(Records from a data collection)
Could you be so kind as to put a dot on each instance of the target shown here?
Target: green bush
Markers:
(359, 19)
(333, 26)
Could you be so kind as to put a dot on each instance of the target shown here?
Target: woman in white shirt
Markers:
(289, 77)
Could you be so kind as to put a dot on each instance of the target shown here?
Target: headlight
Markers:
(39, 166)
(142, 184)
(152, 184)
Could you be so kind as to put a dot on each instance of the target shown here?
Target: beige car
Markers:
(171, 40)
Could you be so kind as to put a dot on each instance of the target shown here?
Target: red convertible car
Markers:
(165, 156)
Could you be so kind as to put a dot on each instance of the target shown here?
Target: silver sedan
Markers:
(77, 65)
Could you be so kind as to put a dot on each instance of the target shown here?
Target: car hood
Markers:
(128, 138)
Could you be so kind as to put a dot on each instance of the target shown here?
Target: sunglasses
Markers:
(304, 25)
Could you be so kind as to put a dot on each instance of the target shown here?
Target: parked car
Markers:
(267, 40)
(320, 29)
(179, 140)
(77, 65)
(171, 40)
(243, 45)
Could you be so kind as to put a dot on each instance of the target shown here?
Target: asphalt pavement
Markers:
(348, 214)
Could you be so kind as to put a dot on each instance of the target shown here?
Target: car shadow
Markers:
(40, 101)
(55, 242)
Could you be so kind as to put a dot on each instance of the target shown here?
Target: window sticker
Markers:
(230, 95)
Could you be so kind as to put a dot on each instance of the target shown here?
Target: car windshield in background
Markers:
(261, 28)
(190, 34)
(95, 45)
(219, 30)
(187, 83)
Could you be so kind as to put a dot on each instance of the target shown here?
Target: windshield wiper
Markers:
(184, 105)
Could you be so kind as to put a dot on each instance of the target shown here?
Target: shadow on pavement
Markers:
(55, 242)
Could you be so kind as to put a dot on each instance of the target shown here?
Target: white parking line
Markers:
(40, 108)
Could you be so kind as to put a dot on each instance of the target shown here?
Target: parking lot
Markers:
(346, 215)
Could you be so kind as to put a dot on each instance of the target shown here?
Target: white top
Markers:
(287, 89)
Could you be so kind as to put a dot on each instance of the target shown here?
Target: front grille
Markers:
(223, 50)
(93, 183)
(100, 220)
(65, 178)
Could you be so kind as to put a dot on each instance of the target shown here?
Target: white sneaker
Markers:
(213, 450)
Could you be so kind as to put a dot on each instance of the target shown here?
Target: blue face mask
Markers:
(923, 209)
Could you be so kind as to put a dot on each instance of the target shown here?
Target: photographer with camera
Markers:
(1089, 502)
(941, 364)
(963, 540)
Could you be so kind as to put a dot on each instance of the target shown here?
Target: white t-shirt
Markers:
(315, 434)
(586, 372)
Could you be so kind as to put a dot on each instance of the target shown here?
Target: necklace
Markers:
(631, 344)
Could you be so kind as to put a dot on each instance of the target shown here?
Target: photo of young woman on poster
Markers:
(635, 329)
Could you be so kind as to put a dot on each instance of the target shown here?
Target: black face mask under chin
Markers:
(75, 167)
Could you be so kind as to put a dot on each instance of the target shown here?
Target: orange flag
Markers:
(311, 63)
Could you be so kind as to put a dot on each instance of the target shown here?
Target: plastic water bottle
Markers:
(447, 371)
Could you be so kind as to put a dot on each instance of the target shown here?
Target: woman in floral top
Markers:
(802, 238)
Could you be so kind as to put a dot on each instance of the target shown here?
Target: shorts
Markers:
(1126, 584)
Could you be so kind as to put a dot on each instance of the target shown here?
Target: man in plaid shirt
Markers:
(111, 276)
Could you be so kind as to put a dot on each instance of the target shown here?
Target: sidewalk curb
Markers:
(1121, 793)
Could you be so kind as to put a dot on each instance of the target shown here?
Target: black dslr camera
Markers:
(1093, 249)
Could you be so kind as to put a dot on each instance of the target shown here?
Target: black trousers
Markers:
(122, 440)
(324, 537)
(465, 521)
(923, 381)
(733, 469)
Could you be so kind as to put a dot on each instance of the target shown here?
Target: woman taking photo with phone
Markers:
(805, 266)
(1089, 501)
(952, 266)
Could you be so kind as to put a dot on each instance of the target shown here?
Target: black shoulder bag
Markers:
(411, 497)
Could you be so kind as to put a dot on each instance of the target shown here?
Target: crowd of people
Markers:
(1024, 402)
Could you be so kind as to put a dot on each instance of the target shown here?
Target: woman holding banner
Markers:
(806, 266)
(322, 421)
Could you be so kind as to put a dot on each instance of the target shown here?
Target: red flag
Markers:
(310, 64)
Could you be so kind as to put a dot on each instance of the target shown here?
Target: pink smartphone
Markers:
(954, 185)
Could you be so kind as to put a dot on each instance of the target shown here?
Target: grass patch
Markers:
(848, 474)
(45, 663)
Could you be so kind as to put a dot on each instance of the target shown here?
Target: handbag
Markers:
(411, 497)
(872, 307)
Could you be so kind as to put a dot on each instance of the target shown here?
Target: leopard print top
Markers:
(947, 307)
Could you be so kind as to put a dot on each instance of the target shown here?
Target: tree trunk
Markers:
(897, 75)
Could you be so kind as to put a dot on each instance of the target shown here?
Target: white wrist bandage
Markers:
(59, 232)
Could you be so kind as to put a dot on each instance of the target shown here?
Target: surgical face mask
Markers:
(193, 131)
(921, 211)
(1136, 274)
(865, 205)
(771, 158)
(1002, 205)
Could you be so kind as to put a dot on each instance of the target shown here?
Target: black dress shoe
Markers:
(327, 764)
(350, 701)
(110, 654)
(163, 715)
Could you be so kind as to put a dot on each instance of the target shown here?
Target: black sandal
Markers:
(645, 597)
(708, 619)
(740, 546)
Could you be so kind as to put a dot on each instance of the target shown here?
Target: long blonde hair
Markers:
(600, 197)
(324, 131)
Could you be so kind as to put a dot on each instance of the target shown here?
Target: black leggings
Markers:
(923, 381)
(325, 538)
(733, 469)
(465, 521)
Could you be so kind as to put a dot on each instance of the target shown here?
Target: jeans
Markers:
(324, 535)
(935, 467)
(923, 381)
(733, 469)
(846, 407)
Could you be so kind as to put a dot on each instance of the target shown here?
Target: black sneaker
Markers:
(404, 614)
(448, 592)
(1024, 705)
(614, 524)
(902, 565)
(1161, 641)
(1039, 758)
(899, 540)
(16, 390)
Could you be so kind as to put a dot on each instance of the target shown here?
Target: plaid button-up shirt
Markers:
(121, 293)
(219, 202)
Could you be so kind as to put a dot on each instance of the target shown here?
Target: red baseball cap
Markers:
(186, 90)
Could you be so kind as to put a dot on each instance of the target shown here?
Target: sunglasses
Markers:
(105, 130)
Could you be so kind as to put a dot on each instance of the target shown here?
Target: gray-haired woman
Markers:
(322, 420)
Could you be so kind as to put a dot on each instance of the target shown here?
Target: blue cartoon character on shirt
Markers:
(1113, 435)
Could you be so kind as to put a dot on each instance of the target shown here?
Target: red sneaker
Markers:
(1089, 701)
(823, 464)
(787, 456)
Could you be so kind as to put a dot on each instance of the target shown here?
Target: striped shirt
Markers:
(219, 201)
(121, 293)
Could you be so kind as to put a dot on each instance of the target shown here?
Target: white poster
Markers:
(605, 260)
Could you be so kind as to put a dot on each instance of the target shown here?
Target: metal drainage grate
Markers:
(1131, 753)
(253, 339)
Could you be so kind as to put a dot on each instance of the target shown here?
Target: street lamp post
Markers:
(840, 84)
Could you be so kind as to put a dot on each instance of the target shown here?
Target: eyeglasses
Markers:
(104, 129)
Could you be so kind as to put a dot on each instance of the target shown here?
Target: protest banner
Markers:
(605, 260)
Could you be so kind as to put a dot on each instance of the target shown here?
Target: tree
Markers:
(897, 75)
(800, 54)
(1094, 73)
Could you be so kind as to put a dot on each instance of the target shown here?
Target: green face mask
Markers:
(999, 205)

> _Written task_: Repeat the data precisely, reproducing every entry.

> _Output of the exercise_:
Could you be so kind as to put a dot on each instance of the target shown here?
Target: green bush
Markers:
(359, 19)
(333, 26)
Could you be so kind as to put a dot on each instance of the target shown here?
Target: woman in white shirt
Markers:
(289, 77)
Could you be so kind as to put a dot on each instance of the target shown here?
Target: headlight
Markers:
(39, 166)
(142, 184)
(152, 184)
Could you be so kind as to put a dot on each instance of the target shown here?
Target: beige car
Markers:
(171, 40)
Could you be so kind as to put a dot on each instance of the target shown here?
Target: red convertible car
Markers:
(165, 156)
Could you be so kind as to put a dot on each instance of the target shown here?
Target: silver sedan
Markers:
(77, 65)
Could you be so kind as to put a dot on each instance of the target shown here?
Target: car hood
Markers:
(128, 138)
Could you be so kind as to put a dot on each instance of the target shown here?
Target: sunglasses
Markers:
(304, 25)
Could you be so kind as to put a dot on each instance of the target shown here?
Target: parked car
Markers:
(267, 40)
(320, 29)
(179, 140)
(77, 65)
(171, 40)
(243, 45)
Could you be so kind as to put a dot on each instance of the target shown here?
Target: asphalt pavement
Markers:
(348, 214)
Could you be so kind as to put a dot on each instance of the target shown here?
Target: car shadow
Markers:
(40, 101)
(55, 242)
Could you be so kind as to put a dot on each instance of the target shown here?
Target: window sticker
Markers:
(230, 95)
Could you be so kind as to put a dot on each instance of the target shown here?
Target: car windshield in background
Markers:
(261, 28)
(190, 34)
(95, 45)
(219, 30)
(187, 83)
Could you be so kind as to put a dot on each instance of the target shown here?
Target: windshield wiper
Markers:
(184, 105)
Could you be so kind as to put a dot on each instance of the target shown here?
Target: shadow on pavement
Markers:
(55, 242)
Could you be so kind as to put a dot on each instance of the target shown here?
Target: white parking line
Markers:
(40, 108)
Could you be so kind as to put a dot on each instance of the target shown here?
Target: parking lot
Markers:
(346, 215)
Could you be so kind as to put a dot on each instance of the target shown here?
Target: white top
Markers:
(287, 89)
Could you be so kind as to put a dot on each instance of the target shown here?
Target: front grille
Markers:
(223, 50)
(93, 183)
(100, 220)
(65, 178)
Could you be so kind as to put a dot on each instance of the target shown here?
Target: white sneaker
Markers:
(213, 450)
Could you be so kind as to put a dot on each instance of the target shown here?
Target: blue face mask
Markers:
(923, 209)
Could you be so kind as to put a dot on each instance of the target shown here?
Target: photographer with camera
Markers:
(1089, 502)
(941, 364)
(963, 540)
Could you be so kind as to put a dot on each instance of the target shown here?
Target: white t-shirt
Markers:
(315, 434)
(586, 372)
Could you be so kind as to put a dot on each instance of the target shown here?
Target: necklace
Markers:
(631, 344)
Could you be so kind as to put a dot on each instance of the target shown here?
Target: photo of young woman on poster
Markers:
(635, 329)
Could you be so kind as to put a dot on each instance of the target shown here?
Target: black face mask under chin
Markers:
(75, 167)
Could you be so kind as to put a dot on each instance of the target shown here?
Target: orange flag
Markers:
(311, 63)
Could you be so kind as to put a dot on each instance of the target shown here?
Target: plastic water bottle
Markers:
(447, 371)
Could you be so kind as to put a dot on each instance of the target shown here?
Target: woman in floral top
Markers:
(802, 238)
Could you be so kind as to put a dot on each instance of the target shown here?
Target: shorts
Markers:
(1126, 584)
Could you be so kind as to put a dot on each instance of the target shown here?
Target: man in plaid shirt
Markers:
(111, 276)
Could you be so kind as to put a dot on each instance of the target shown here?
Target: sidewalk curb
Markers:
(1121, 793)
Could you be so kind as to put a dot on each instance of the target shown here?
Target: black dslr camera
Markers:
(1093, 249)
Could you be so kind as to put a dot on each instance of the target shown here?
Target: black trousers
Markers:
(122, 440)
(324, 537)
(465, 521)
(923, 381)
(733, 469)
Could you be so kind as to put a dot on each instance of the target shown here?
Target: woman taking photo with phone
Markers:
(805, 266)
(1089, 501)
(952, 266)
Could you be so kind as to put a dot on each instance of the target shown here?
Target: black shoulder bag
Markers:
(411, 497)
Could you be so kind as to put a dot on each instance of the target shown here?
Target: crowd of people
Markers:
(1024, 402)
Could you be so kind as to put a dot on each instance of the target shown here?
Target: woman holding banner
Markers:
(806, 266)
(322, 421)
Could you be so kind as to put a dot on each instance of the target shown here?
Target: red flag
Markers:
(310, 64)
Could you be so kind as to put a dot on each instance of the target shown here?
Target: pink smartphone
Markers:
(954, 185)
Could you be so kind as to put a dot on each instance of the target shown here?
Target: grass patch
Markers:
(848, 474)
(45, 663)
Could you be so kind as to put a dot on each instance of the target shown here?
Target: handbag
Markers:
(411, 497)
(872, 307)
Could you be so kind as to put a dot on each instance of the target shown here?
Target: leopard print top
Markers:
(947, 307)
Could you be so kind as to put a dot on each instance of the target shown here?
Target: tree trunk
Markers:
(897, 75)
Could you be so kind as to put a dot on each instance of the target shown here?
Target: white wrist bandage
Markers:
(59, 232)
Could you be so kind as to put a dot on each instance of the target shown here?
Target: surgical face mask
Markers:
(193, 131)
(921, 211)
(1136, 274)
(865, 205)
(771, 158)
(1002, 205)
Could you be so kind as to put a dot on each instance of the target shown here?
Target: black dress shoe
Markers:
(327, 764)
(350, 701)
(110, 654)
(163, 715)
Could you be so kind as to put a dot on each instance of the target shown here?
Target: black sandal
Markers:
(645, 597)
(708, 619)
(740, 546)
Could you be so kind as to put a dot on each instance of the target shown here?
Target: long blonde hair
Markers:
(600, 197)
(324, 131)
Could you be so kind as to put a dot on each instance of the target shown here?
Target: black leggings
Markers:
(923, 381)
(325, 538)
(733, 469)
(465, 521)
Could you be so kind as to put a dot on each instance of the target shown here?
Target: jeans
Markers:
(324, 535)
(935, 467)
(923, 381)
(733, 469)
(846, 407)
Could you be so kind as to put a dot on each instance of the target shown here?
Target: black sneaker
Markers:
(404, 614)
(448, 592)
(1024, 705)
(614, 524)
(902, 565)
(1161, 641)
(1039, 758)
(899, 540)
(16, 390)
Could you be so kind as to put a dot on each instance of the target shown here?
Target: plaid button-up shirt
Markers:
(121, 293)
(219, 202)
Could you be so kind as to put a dot on each instance of the target shown here?
Target: red baseball cap
Markers:
(186, 90)
Could you be so kind as to put a dot on each instance of the target shown here?
Target: sunglasses
Markers:
(105, 130)
Could you be so kind as to put a dot on each instance of the target shown here?
Target: gray-haired woman
Markers:
(322, 420)
Could you be so kind as to put a dot on each instance of the target shown here?
Target: blue cartoon character on shirt
Markers:
(1113, 435)
Could you be so kind as to put a dot on each instance of the target shown here?
Target: red sneaker
Markers:
(1089, 701)
(823, 464)
(787, 456)
Could you be so kind as to put a dot on each instance of the target shown here?
Target: striped shirt
Markers:
(219, 201)
(121, 293)
Could you be so kind as to put a dot on each instance of the target shown here?
Target: white poster
Markers:
(605, 260)
Could you be so kind as to put a dot on each instance of the target shown here?
Target: metal drainage grate
Markers:
(1131, 753)
(253, 339)
Could you be so kind as to put a dot on each instance of the target shown here?
Target: street lamp post
Markers:
(840, 84)
Could you be so kind as to put a dot on each instance of the target shown here?
Target: eyeglasses
Markers:
(104, 129)
Could you be so kind as to put a dot on each instance of the target shown here?
Target: protest banner
Markers:
(605, 260)
Could you be so kind as to put a dot on each instance of the target shown here?
Target: tree
Markers:
(897, 75)
(800, 54)
(1094, 73)
Could you be so kind as to put a dot on each instance of the target shown here?
Target: green face mask
Markers:
(999, 205)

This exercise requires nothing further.